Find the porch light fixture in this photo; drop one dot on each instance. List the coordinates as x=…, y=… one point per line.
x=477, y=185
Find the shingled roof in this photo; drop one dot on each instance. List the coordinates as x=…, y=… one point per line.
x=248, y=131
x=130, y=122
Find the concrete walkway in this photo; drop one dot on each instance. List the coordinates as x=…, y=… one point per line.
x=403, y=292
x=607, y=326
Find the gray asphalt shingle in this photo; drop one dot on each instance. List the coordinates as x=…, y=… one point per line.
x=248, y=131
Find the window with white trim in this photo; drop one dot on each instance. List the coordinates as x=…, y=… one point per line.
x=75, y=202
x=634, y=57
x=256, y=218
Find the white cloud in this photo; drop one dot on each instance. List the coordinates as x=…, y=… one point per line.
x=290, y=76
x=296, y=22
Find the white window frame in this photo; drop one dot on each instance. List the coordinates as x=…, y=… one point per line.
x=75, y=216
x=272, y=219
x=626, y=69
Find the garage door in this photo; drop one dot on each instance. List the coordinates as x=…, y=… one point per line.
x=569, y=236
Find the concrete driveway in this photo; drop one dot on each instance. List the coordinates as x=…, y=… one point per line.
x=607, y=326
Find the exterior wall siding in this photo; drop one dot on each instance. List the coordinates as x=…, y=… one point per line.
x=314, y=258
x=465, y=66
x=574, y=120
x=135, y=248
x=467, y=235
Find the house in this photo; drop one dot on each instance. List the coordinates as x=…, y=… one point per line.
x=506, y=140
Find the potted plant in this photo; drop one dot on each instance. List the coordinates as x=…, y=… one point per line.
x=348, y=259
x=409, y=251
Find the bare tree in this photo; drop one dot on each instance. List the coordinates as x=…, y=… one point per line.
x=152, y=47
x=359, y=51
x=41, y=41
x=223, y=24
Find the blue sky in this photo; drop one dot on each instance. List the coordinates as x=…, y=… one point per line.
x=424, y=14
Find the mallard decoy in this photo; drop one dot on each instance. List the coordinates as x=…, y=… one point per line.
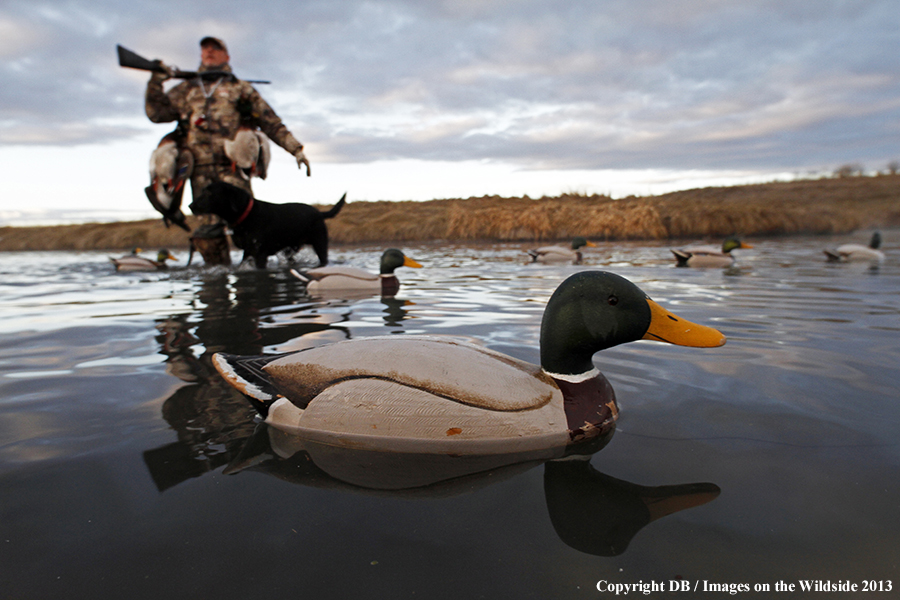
x=858, y=252
x=338, y=278
x=551, y=254
x=249, y=153
x=440, y=394
x=135, y=262
x=709, y=256
x=171, y=166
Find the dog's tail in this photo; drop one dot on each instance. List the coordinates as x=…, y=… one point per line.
x=336, y=208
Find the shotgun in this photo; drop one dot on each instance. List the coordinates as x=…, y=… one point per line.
x=129, y=59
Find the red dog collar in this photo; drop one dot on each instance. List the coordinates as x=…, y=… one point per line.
x=245, y=213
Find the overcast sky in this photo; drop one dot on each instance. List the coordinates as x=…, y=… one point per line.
x=421, y=99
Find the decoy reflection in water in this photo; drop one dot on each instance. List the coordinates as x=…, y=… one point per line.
x=136, y=262
x=709, y=256
x=441, y=395
x=858, y=252
x=591, y=512
x=557, y=254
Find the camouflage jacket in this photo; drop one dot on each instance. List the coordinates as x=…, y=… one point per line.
x=212, y=112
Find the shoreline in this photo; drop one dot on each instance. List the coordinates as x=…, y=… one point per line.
x=822, y=206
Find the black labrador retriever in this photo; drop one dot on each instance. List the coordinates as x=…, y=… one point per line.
x=262, y=229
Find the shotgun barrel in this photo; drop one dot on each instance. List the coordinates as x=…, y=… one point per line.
x=132, y=60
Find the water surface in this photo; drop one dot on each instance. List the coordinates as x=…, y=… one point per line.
x=128, y=469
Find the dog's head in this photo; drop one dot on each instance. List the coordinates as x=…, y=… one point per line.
x=222, y=199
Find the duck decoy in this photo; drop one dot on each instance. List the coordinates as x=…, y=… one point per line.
x=340, y=278
x=551, y=254
x=171, y=166
x=249, y=153
x=709, y=256
x=136, y=262
x=858, y=252
x=444, y=395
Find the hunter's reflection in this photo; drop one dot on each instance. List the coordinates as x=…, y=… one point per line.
x=243, y=312
x=209, y=417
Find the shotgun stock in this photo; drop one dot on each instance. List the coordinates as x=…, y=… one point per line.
x=132, y=60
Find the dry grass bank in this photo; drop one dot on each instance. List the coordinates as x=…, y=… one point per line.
x=782, y=208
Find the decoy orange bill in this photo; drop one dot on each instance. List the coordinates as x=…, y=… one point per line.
x=672, y=329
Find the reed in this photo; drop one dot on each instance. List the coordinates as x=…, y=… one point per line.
x=839, y=205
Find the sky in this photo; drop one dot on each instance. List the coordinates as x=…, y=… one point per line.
x=427, y=99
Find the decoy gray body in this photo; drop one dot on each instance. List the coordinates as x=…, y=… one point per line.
x=709, y=256
x=135, y=262
x=556, y=254
x=440, y=394
x=858, y=252
x=340, y=278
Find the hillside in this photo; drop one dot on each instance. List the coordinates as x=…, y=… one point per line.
x=837, y=205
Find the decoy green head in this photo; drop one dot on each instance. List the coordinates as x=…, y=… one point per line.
x=580, y=242
x=164, y=255
x=594, y=310
x=732, y=243
x=393, y=258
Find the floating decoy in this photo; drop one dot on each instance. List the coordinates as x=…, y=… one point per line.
x=552, y=254
x=858, y=252
x=249, y=152
x=443, y=395
x=709, y=256
x=171, y=166
x=340, y=278
x=135, y=262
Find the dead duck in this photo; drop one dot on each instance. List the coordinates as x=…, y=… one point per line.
x=556, y=254
x=439, y=394
x=136, y=262
x=249, y=153
x=336, y=279
x=858, y=252
x=709, y=256
x=171, y=166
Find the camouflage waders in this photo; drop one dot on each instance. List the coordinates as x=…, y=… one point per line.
x=212, y=111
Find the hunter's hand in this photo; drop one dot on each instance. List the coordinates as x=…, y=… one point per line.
x=302, y=160
x=166, y=73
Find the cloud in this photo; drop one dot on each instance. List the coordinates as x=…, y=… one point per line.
x=574, y=84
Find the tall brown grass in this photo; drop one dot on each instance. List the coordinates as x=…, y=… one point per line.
x=836, y=205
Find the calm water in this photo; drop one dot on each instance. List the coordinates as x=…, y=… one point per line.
x=116, y=434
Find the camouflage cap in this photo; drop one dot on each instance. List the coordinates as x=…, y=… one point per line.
x=214, y=41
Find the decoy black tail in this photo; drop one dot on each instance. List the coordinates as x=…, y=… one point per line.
x=681, y=257
x=246, y=374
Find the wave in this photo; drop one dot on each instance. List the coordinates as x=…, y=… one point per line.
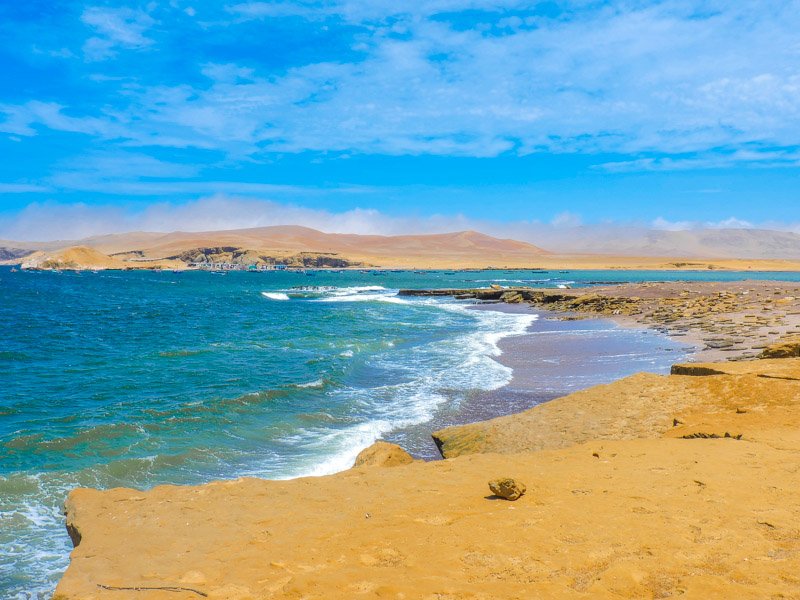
x=435, y=373
x=275, y=295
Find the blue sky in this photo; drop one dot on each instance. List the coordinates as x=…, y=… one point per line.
x=379, y=116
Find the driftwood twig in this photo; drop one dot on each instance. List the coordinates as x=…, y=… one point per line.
x=139, y=588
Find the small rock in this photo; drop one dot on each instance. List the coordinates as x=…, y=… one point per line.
x=507, y=488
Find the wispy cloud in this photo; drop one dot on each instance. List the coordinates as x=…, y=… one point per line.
x=657, y=80
x=115, y=28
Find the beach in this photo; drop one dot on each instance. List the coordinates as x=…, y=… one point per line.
x=700, y=503
x=486, y=381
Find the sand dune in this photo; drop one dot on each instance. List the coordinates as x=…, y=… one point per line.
x=464, y=249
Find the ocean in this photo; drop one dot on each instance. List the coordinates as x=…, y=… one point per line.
x=143, y=378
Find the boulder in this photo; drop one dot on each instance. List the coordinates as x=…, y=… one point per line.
x=786, y=348
x=507, y=488
x=383, y=454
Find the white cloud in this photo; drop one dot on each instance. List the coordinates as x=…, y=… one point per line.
x=22, y=188
x=47, y=221
x=566, y=219
x=730, y=223
x=115, y=28
x=639, y=78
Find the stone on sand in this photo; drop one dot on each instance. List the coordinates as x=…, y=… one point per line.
x=507, y=488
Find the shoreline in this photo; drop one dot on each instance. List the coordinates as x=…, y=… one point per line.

### Required work
Using the records above, output their complete text exactly, minus any images.

### Solution to the exercise
Find the porch light fixture in this photo; drop one dot on each instance. List the coordinates as x=…, y=… one point per line.
x=477, y=185
Find the shingled roof in this photo; drop one dot on each instance. List the coordinates as x=…, y=… one point per line.
x=248, y=131
x=130, y=122
Find the concrete walkway in this photo; drop one dot on each instance. List the coordinates as x=…, y=… one point per line.
x=403, y=292
x=607, y=326
Find the gray asphalt shingle in this photo; drop one dot on each instance. List the coordinates as x=…, y=… one point per line.
x=248, y=131
Find the window with white trim in this photo; drop one dot on each instance. List the coordinates as x=…, y=… one point per line.
x=75, y=202
x=634, y=57
x=256, y=218
Find the white cloud in this photo; drop one dot on each instance. List the coordinates as x=…, y=… one point per line.
x=290, y=76
x=296, y=22
Find the white window frame in this photo; drop one dot on each instance. List the coordinates as x=…, y=… one point per line.
x=75, y=216
x=272, y=219
x=626, y=69
Find the garage door in this photo; drop one dot on each instance. List the coordinates as x=…, y=… one point per line.
x=569, y=236
Find the concrete driveway in this photo; drop one dot on each instance. List the coordinates as x=…, y=… one point per line.
x=607, y=326
Find the exterior wall siding in this photo; drop one dot on each instance. List the coordinates as x=…, y=… one point per line.
x=314, y=258
x=465, y=66
x=574, y=120
x=135, y=248
x=467, y=235
Find the house in this photo; drop one dot on each instance. List the coordinates as x=…, y=… one point per line.
x=506, y=140
Find the potted plant in this photo; drop one dot on each instance. List the coordinates as x=…, y=… one point per line.
x=348, y=259
x=409, y=251
Find the bare tree in this photo; drop one dot on each instance. List the coordinates as x=…, y=… one point per line.
x=152, y=47
x=359, y=51
x=41, y=41
x=223, y=24
Find the blue sky in this photo; drop one dot on each instance. List the coordinates as x=…, y=… one point per line.
x=424, y=14
Find the mallard decoy in this photo; drop one dot on each instance. List the coordinates as x=…, y=… one point per line.
x=858, y=252
x=338, y=278
x=551, y=254
x=249, y=153
x=440, y=394
x=135, y=262
x=709, y=256
x=171, y=166
Find the dog's tail in this photo; drop one dot on each instance. List the coordinates as x=…, y=… one point per line.
x=336, y=208
Find the shotgun in this photo; drop one dot on each instance. List the coordinates as x=…, y=… one point per line.
x=129, y=59
Find the red dog collar in this photo; drop one dot on each instance. List the coordinates as x=…, y=… one point per line.
x=245, y=213
Find the overcast sky in this photo; drop one dot on each instance. List the coordinates as x=…, y=… one point per line.
x=421, y=99
Find the decoy reflection in water in this photo; drop one dot on each instance. List the coordinates as x=…, y=… one point per line.
x=136, y=262
x=709, y=256
x=441, y=395
x=858, y=252
x=591, y=512
x=557, y=254
Find the camouflage jacket in this photo; drop one dot on each instance. List the coordinates as x=…, y=… one point per line.
x=212, y=112
Find the shoreline in this photo; drop one dot on each instance. List the coordinates as x=…, y=… one point per line.
x=822, y=206
Find the black labrador retriever in this photo; drop one dot on each instance. List the coordinates as x=…, y=… one point per line.
x=262, y=229
Find the shotgun barrel in this photo; drop one dot on each instance. List the coordinates as x=…, y=… one point per line.
x=132, y=60
Find the water surface in this photo; drop one dot on each instance. List the coordinates as x=…, y=… one point per line.
x=128, y=469
Find the dog's head in this photo; drop one dot on each instance. List the coordinates as x=…, y=… one point per line.
x=222, y=199
Find the duck decoy in this photo; drop one dot on each instance. List the coordinates as x=…, y=… one point per line.
x=340, y=278
x=551, y=254
x=171, y=166
x=249, y=153
x=709, y=256
x=136, y=262
x=858, y=252
x=444, y=395
Find the hunter's reflection in this photo; drop one dot on each instance. List the coordinates as x=…, y=… one point per line.
x=243, y=312
x=209, y=417
Find the shotgun stock in this photo; drop one dot on each instance. List the coordinates as x=…, y=… one point per line.
x=132, y=60
Find the dry grass bank in this photo; drop one dot on each instance. List the coordinates as x=…, y=… one point per line.
x=782, y=208
Find the decoy orange bill in this photo; drop one dot on each instance. List the coordinates as x=…, y=… one point per line.
x=672, y=329
Find the reed in this photo; drop one dot on each instance. List the coordinates as x=…, y=… one point per line.
x=839, y=205
Find the sky in this photo; drop one dot on each instance. List the coordinates as x=…, y=… one point per line.
x=427, y=99
Find the decoy gray body in this photo; drop one dot on each instance. List the coordinates as x=…, y=… one point per line.
x=709, y=256
x=135, y=262
x=556, y=254
x=440, y=394
x=858, y=252
x=340, y=278
Find the hillside in this photo; drop one dot on each instance. List the coordinates as x=…, y=… one point per line.
x=837, y=205
Find the decoy green head in this photo; drop one dot on each instance. List the coordinates as x=…, y=… one point per line.
x=580, y=242
x=164, y=255
x=594, y=310
x=732, y=243
x=393, y=258
Find the floating decoy in this photo; drop one dot on each instance. List the coordinates as x=…, y=… one point per line.
x=552, y=254
x=858, y=252
x=249, y=152
x=443, y=395
x=709, y=256
x=171, y=166
x=340, y=278
x=135, y=262
Find the dead duck in this photo; drop one dot on each instance. List the coordinates as x=…, y=… one point per line.
x=556, y=254
x=439, y=394
x=136, y=262
x=249, y=153
x=336, y=279
x=858, y=252
x=709, y=256
x=171, y=166
Find the camouflage waders in this photo; drop one dot on each instance. List the coordinates as x=…, y=… one point per line.
x=212, y=111
Find the hunter's hand in this photo; drop one dot on each instance. List the coordinates as x=…, y=… one point per line.
x=302, y=160
x=166, y=73
Find the cloud in this photo; drop one dot on each instance. List the coordinates as x=…, y=… one point per line.
x=574, y=84
Find the tall brown grass in this photo; drop one dot on each instance. List the coordinates as x=…, y=… one point per line.
x=836, y=205
Find the calm water in this photo; drop one dot on each instance. List the coordinates as x=…, y=… one point per line.
x=116, y=434
Find the camouflage cap in this photo; drop one dot on each instance. List the coordinates as x=…, y=… one point per line.
x=214, y=41
Find the decoy black tail in this photo; drop one dot on each instance. List the coordinates as x=…, y=… one point per line.
x=681, y=257
x=246, y=374
Find the wave in this photo; drop one dot on each instance. List the coordinates as x=…, y=… one point per line.
x=435, y=373
x=275, y=295
Find the blue sky in this photo; drop one dot on each instance. List the coordinates as x=…, y=… one point per line.
x=379, y=116
Find the driftwood twig in this photo; drop one dot on each instance. List the coordinates as x=…, y=… one point per line.
x=139, y=588
Find the small rock in this photo; drop one dot on each instance. List the coordinates as x=…, y=… one point per line.
x=507, y=488
Find the wispy cloud in this photo; drop one dot on each instance. List the coordinates as x=…, y=… one point per line.
x=657, y=80
x=115, y=28
Find the beach in this photo; drop one dot on each instance. List the coordinates as x=…, y=… one point per line.
x=700, y=503
x=486, y=381
Find the sand dune in this photo; drop one dot on each instance. List the coordinates as x=…, y=… one point per line.
x=464, y=249
Find the ocean in this photo; drop one dot on each instance. List the coordinates as x=…, y=… one point per line.
x=143, y=378
Find the boulder in this photo; drop one dot on each instance. List the coordinates as x=…, y=… one point per line.
x=786, y=348
x=507, y=488
x=383, y=454
Find the white cloud in this photo; drop one dot on each instance. List the coordinates as x=…, y=… one point per line.
x=22, y=188
x=47, y=221
x=566, y=219
x=730, y=223
x=115, y=28
x=639, y=78
Find the stone on sand in this photo; drop one dot on each instance. List the coordinates as x=…, y=… one point per line.
x=507, y=488
Find the shoreline in this photo; drop one dot on each instance. List the coordinates as x=…, y=… one point per line.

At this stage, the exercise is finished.